**WHAT YOU HAVE TO DO**: Restate the data exactly as given and keep the pictures out.

**ENTRIES PROVIDED**:

● ● ●

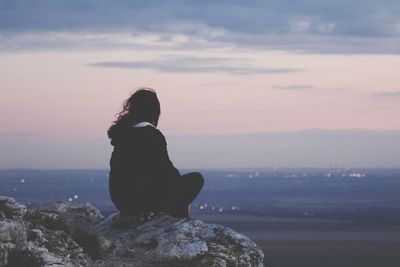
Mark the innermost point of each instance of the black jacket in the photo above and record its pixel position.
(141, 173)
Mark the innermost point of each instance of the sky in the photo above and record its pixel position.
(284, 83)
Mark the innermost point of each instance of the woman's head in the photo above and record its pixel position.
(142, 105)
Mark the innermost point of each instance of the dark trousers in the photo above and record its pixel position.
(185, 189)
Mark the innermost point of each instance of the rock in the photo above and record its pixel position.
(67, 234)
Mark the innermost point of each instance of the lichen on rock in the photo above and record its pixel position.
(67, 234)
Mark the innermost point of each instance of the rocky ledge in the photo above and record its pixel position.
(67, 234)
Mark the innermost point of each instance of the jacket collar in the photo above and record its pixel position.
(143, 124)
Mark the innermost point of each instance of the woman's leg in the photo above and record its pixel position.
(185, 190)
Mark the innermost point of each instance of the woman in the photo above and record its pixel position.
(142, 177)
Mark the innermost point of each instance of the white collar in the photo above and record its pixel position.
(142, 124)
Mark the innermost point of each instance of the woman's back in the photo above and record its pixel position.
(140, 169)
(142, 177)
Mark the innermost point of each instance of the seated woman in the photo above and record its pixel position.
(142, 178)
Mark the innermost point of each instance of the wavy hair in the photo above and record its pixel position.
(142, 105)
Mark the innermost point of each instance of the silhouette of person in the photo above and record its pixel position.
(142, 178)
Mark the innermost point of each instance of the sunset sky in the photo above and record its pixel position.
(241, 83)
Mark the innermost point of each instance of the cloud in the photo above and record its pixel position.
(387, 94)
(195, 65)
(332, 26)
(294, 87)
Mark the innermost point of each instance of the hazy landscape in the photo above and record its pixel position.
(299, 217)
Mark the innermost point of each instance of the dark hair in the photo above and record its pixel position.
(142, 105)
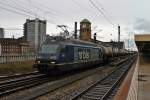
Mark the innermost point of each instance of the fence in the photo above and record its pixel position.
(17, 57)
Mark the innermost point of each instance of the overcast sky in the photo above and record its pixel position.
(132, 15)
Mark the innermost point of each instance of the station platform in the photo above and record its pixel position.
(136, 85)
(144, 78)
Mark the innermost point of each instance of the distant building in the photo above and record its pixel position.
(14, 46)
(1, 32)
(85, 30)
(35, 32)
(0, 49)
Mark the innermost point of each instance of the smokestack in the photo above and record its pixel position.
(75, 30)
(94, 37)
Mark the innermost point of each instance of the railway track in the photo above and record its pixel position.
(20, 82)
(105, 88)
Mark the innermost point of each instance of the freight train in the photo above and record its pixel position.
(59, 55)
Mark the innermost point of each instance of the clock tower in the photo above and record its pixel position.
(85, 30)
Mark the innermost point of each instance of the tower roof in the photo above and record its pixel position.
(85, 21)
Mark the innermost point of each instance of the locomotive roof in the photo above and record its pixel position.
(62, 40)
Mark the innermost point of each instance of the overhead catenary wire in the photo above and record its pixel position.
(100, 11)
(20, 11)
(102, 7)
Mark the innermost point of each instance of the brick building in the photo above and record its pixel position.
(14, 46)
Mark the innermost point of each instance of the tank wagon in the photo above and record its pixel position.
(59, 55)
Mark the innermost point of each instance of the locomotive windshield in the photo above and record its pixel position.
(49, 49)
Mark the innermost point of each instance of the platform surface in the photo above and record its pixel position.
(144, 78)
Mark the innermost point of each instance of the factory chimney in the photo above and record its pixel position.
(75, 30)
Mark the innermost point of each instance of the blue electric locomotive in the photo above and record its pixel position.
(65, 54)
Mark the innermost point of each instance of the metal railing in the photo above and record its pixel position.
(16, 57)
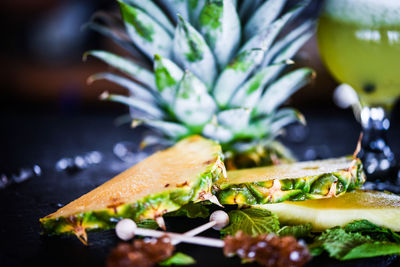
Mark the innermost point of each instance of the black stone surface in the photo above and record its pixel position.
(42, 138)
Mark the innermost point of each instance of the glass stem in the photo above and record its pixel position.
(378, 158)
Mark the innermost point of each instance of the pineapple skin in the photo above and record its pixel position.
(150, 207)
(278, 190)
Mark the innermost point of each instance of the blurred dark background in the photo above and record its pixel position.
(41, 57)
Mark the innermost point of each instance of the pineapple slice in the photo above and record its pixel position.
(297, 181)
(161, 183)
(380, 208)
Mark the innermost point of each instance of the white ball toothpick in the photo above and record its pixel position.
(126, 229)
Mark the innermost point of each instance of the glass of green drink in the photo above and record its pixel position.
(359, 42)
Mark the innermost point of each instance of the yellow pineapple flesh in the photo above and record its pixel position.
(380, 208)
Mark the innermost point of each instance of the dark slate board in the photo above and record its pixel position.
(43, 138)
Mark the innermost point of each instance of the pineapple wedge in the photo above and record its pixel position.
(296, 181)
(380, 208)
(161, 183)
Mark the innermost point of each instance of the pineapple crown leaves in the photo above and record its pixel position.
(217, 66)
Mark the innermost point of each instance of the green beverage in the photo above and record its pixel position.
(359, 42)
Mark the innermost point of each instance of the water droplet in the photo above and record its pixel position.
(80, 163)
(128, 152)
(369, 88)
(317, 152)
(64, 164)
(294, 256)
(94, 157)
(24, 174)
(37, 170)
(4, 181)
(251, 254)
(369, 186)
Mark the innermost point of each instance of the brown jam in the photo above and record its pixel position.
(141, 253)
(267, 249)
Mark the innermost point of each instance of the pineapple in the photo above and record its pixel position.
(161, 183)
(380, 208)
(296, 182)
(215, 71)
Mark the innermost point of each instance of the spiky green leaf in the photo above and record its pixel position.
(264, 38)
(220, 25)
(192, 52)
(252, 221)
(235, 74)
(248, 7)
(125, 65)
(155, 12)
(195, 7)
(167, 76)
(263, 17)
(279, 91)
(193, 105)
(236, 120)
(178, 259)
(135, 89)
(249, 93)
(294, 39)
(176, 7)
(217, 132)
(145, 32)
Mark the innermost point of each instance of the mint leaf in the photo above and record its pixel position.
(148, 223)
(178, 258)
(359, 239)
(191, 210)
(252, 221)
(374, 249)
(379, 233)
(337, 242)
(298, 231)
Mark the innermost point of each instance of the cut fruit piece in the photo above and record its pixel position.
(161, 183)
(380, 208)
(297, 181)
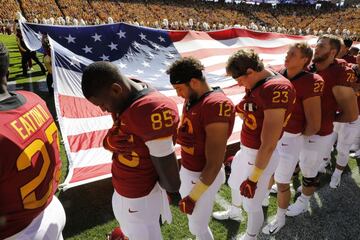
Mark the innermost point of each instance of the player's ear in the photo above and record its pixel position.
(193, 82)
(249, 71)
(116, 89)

● ● ●

**FINISHED EXERCISE**:
Mark the innermost point of each instance of the black jacket in the photo above and record its pixel position.
(141, 173)
Mark the innermost point of each instance of the sky in the photo above and record its pixel position.
(284, 83)
Mark the innermost point of each instance of the woman's head in the photo above and record its pixel position.
(142, 105)
Mark the innermost point of each instance of the dark trousers in the photo above and record its pixel position.
(185, 189)
Mark the innermost point of each instance of the rock in the photo above and record its pixel position.
(67, 234)
Mark the innermost point of each instance of the lichen on rock in the photo above and record its pixel position.
(67, 234)
Mark the innermost point of each instance of the rocky ledge in the photo above and record its pixel position.
(67, 234)
Mark the innermost point of each instance of the jacket collar in the photo above and record its pixel position.
(143, 124)
Mark the innermost point of each instance of the woman's leg in the photo above and record its pixel position.
(185, 190)
Mark the innermost point of each instance of the woman in the photo above and record its pixel position.
(142, 177)
Mark the innermost point of each instance of the white collar in the photo above and record its pixel position.
(142, 124)
Mark the innermost point of each instance of the woman's back in the photo above and record its pixel position.
(140, 169)
(142, 177)
Mark the innermost point of each instance of the seated woman in the photo above and record its pixel position.
(142, 178)
Mark the innermost point of each instance of the wavy hair in the photo above and record its pixel position.
(142, 105)
Mark the innermost point of each instance of the silhouette of person in the photo above and record its pixel position.
(142, 178)
Mark the innermost point of each instance of the sunset sky in the photo above and record its pixel position.
(241, 83)
Mark the innermost point of each instance of the cloud in the photo above and record its pixel position.
(387, 94)
(195, 65)
(332, 26)
(294, 87)
Mark the innermost point of each instance of the hazy landscape in the photo above and record its pixel position.
(299, 217)
Mark the innermost point of each instance of the dark hair in the photo above and record its pixel position.
(142, 105)
Mark the innermost point of each instance of the fence in the photo above and record its pixel position.
(17, 57)
Mark the innermost point of each instance of the overcast sky in the photo above and record its pixel position.
(132, 15)
Mark the innermost point of each instance of the station platform in the photo above and record its pixel position.
(136, 85)
(144, 78)
Mark the innermost point of each instance of the distant building in the photo above and record its pixel position.
(14, 46)
(1, 32)
(85, 30)
(35, 32)
(0, 49)
Mark the innermost point of each instance of the smokestack in the photo above and record its pixel position.
(75, 30)
(94, 37)
Mark the innermost point of each instance of the railway track in the photo above and record its pixel position.
(20, 82)
(105, 88)
Mark the innermost point of each instance of the freight train in the photo above and record its pixel position.
(59, 55)
Mark the innermost point of each instance of the clock tower in the photo above and record its pixel position.
(85, 30)
Mark the innermost point of each instance of the tower roof in the photo above and record its pixel position.
(85, 21)
Mark the innermost point of each instance of the locomotive roof in the photo above and record its pixel position.
(62, 40)
Mark the innermost point of each instance of the overhead catenary wire in the photo above and record its pixel position.
(100, 11)
(20, 11)
(102, 7)
Mark the innermost point of each instance of the brick building in the photo above and record its pixel position.
(14, 46)
Mark the innermost point of each instance of the tank wagon in the photo above and record its pixel position.
(59, 55)
Mark the innermost point of each instance of the locomotive windshield in the photo above and record its pixel position.
(49, 49)
Mark the innermost point of each instance of the platform surface in the photo above and record its pixel position.
(144, 78)
Mark the innermost point of each instance of the factory chimney in the photo above and record its pixel position.
(75, 30)
Mark the innermost point of each instance of the blue electric locomotive in the photo above and record its pixel position.
(65, 54)
Mark the innermost point of each instance of the metal railing in the photo above and record its pixel position.
(16, 57)
Mark the innermost point of each instance of the black stone surface in the photo above and record its pixel position.
(42, 138)
Mark the innermost point of each instance of the glass stem in the photo above and record its pixel position.
(378, 158)
Mark the innermost point of each instance of the pineapple skin in the photo above and record its pixel position.
(150, 207)
(278, 190)
Mark the innermost point of each instance of the blurred dark background in the photo above and record its pixel position.
(41, 57)
Mark the innermost point of each instance of the pineapple slice in the photo above and record its pixel position.
(297, 181)
(161, 183)
(380, 208)
Mark the innermost point of each instance of the white ball toothpick in the photo above and record its pixel position.
(126, 229)
Mark the innermost point of each instance of the glass of green drink in the photo above and record its pixel position.
(359, 42)
Mark the innermost point of each instance of the yellow pineapple flesh in the photo above and record its pixel position.
(380, 208)
Mark the innermost point of each instance of the dark slate board in the photo above and record its pixel position.
(43, 138)
Mark the innermost point of each instance of the pineapple wedge in the photo above and record its pixel position.
(296, 181)
(380, 208)
(161, 183)
Mark the innermost point of each instance of the pineapple crown leaves in the photo above and record its pixel position.
(217, 66)
Mark the innermost point of each instance of the green beverage in the photo above and record its pixel position.
(359, 42)
Mark the innermost point of each instance of the water droplet in the photo above and record its pixel position.
(80, 163)
(128, 152)
(369, 88)
(317, 152)
(64, 164)
(294, 256)
(94, 157)
(24, 174)
(37, 170)
(4, 181)
(251, 254)
(369, 186)
Mark the innermost point of each instance of the brown jam in the photo above and record its pixel position.
(141, 253)
(267, 249)
Mark the innermost point of each instance of the pineapple in the photo above and record its pixel position.
(161, 183)
(380, 208)
(296, 182)
(215, 71)
Mark the innermost point of each instance of the spiky green leaf in the photo above and record its pixel position.
(264, 38)
(220, 25)
(192, 52)
(252, 221)
(235, 74)
(248, 7)
(125, 65)
(155, 12)
(195, 7)
(167, 76)
(263, 17)
(279, 91)
(193, 105)
(236, 120)
(178, 259)
(135, 89)
(249, 93)
(294, 39)
(176, 7)
(217, 132)
(145, 32)
Mark the innermost point of each instance of the mint leaf in the photo above and record its pixel position.
(148, 223)
(178, 258)
(359, 239)
(191, 210)
(252, 221)
(374, 249)
(379, 233)
(337, 242)
(298, 231)
Mark the innermost point of each instance of the cut fruit piece in the photo above and record its pixel position.
(161, 183)
(380, 208)
(297, 181)
Mark the innermost point of each instance of the player's ear in the photo above and record its pixel position.
(193, 82)
(249, 71)
(116, 89)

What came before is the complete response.